#### Selected text
═══
Magnetic field

The motion of the loop can be broken into three phases.

1) Loop entering into the magnetic field.

2) Loop is completely inside the magnetic field.

3) Loop is coming out of the magnetic field.

In the first case, let the time be $t$ (after the loop starts entering in the magnetic field) the speed of the loop becomes $v$ and the loop has penetrated into the region of the magnetic field to a distance $x$ . The magnetic flux $\phi$ passing through the loop will be,

$\phi = B (ax)$ and emf $\epsilon = \dfrac{d\phi}{dt} = Ba \dfrac{dx}{dt} = Bav$ .

This gives the current in the loop, $i = \dfrac{\epsilon}{R} = \dfrac{Bav}{R}.$

The loop will experience a force $F = BiL = \dfrac{B^2a^2v}{R}$ . According to Lenz's law , this force will decelerate the loop by an acceleration $a = -v\dfrac{dv}{dx} = \dfrac{B^2a^2v}{mR}$ .

$\int_{0}^{\Delta v} \, dv = - \int_0^a {\frac{B^2a^2}{mR}} \,dx \\ \Delta v = - \frac{B^2a^3}{mR} .$

Therefore, during the entry of the loop, its speed decreases by $\dfrac{B^2a^3}{mR}$ . An equal amount of change in speed will occur when the loop comes out of the magnetic field.

When the loop is completely inside the magnetic field then the flux will not change and hence no EMF or force will be generated on the loop.

Therefore, the loop will come out of the magnetic field at a speed, $v = v_0 -2\Delta v = \frac{3B^2a^3}{mR}-\frac{2B^2a^3}{mR} = \frac{B^2a^3}{mR} = \frac{v_0}{3} .$

The loop loses its kinetic energy in the form of heat, therefore, heat loss is equal to the loss in kinetic energy.

Heat loss = $\dfrac{1}{2} m \left({v_0}^2 - \left(\dfrac{v_0}{3}\right)^2\right) = \boxed{\dfrac{4}{9} m v_0^2}.$
═══
#### Excerpted records
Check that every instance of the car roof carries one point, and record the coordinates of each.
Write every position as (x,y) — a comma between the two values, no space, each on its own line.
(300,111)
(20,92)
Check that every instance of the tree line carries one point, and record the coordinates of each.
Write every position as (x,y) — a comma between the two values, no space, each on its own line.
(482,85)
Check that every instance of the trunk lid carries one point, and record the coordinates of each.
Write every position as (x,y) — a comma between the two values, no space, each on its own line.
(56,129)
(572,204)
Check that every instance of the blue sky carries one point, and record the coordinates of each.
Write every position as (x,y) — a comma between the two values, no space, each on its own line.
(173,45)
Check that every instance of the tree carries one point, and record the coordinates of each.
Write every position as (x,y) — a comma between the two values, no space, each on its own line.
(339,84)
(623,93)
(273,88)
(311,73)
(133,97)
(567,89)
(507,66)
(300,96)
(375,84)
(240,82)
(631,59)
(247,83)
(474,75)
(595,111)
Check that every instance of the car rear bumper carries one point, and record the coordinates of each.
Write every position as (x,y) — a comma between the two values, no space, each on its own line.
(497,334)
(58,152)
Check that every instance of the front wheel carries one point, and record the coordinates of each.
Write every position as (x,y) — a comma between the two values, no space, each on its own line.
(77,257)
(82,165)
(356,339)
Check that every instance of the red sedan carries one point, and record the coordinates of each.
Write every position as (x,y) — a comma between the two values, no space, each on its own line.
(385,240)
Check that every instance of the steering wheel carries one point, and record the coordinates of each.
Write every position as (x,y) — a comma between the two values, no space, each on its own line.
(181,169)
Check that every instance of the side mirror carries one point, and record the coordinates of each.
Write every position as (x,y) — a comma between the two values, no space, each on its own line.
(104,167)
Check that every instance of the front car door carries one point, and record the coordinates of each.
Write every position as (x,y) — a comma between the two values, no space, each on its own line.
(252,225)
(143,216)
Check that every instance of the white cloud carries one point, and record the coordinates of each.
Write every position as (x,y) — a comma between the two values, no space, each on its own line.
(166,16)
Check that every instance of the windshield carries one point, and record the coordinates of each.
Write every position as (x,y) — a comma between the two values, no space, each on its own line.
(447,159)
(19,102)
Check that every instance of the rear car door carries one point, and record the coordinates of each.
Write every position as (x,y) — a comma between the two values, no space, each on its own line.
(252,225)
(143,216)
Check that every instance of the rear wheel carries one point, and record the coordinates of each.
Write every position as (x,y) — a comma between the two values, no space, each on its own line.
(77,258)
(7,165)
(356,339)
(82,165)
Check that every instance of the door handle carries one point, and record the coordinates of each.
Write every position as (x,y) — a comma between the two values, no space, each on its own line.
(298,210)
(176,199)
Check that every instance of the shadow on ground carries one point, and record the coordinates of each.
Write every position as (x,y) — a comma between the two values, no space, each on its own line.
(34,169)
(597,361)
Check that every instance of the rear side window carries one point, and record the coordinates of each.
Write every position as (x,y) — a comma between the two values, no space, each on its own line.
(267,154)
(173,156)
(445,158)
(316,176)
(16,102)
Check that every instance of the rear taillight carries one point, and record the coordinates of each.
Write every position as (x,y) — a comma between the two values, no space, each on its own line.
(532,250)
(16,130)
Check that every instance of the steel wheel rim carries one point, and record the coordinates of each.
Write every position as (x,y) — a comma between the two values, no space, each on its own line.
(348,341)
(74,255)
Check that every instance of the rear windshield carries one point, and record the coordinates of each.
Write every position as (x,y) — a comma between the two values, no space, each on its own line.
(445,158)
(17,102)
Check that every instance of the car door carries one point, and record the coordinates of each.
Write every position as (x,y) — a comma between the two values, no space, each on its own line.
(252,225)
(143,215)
═══
#### Problems
1) In the magnetic field solution, how would everything from "Therefore, during the" down to "comes out of the magnetic field." read with "decreases" changed to "drops"?
2) According to the magnetic field solution, what happens to the flux when the loop is completely inside the magnetic field?

#### In response
1)
Therefore, during the entry of the loop, its speed drops by $\dfrac{B^2a^3}{mR}$ . An equal amount of change in speed will occur when the loop comes out of the magnetic field.

2) The flux does not change, so no EMF or force is generated on the loop.